## Work to complete
Convert the part of the records that opens with the line containing "Each instance of the twig" and runs through the end of the records into a Markdown table with the columns Row and Text. Give each line its row number, and leave out any blank lines.

## Material for the task
- - -

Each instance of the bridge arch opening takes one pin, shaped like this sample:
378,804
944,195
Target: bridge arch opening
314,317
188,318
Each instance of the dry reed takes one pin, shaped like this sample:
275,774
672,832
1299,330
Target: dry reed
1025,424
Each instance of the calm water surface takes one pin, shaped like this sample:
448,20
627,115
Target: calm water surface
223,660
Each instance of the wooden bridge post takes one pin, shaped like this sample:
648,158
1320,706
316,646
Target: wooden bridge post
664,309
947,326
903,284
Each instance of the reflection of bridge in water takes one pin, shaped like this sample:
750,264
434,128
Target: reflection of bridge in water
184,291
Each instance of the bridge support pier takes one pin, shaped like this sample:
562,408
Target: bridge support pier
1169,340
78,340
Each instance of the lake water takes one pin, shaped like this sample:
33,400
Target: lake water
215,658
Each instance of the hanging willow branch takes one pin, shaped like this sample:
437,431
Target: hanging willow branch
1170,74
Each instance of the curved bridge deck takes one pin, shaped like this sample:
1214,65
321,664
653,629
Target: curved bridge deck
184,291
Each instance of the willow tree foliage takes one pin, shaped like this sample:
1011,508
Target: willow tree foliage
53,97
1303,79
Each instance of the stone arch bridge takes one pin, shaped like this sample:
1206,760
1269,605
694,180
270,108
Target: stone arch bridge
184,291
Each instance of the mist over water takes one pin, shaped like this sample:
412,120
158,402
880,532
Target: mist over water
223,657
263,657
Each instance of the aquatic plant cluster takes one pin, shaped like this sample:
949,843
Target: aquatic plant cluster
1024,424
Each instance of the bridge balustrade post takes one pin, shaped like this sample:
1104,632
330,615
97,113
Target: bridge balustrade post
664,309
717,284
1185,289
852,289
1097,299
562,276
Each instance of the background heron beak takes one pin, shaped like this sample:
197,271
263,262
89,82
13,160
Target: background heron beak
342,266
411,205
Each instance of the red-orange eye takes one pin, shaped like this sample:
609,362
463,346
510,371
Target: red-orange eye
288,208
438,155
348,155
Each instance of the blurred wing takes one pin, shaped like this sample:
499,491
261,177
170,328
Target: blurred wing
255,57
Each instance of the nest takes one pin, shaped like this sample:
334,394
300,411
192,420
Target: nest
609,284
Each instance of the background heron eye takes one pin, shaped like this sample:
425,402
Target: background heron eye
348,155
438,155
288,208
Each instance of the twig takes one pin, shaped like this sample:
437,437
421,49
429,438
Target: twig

- - -

## Answer to the task
| Row | Text |
|---|---|
| 1 | Each instance of the twig takes one pin, shaped like this sample: |
| 2 | 437,437 |
| 3 | 421,49 |
| 4 | 429,438 |
| 5 | Target: twig |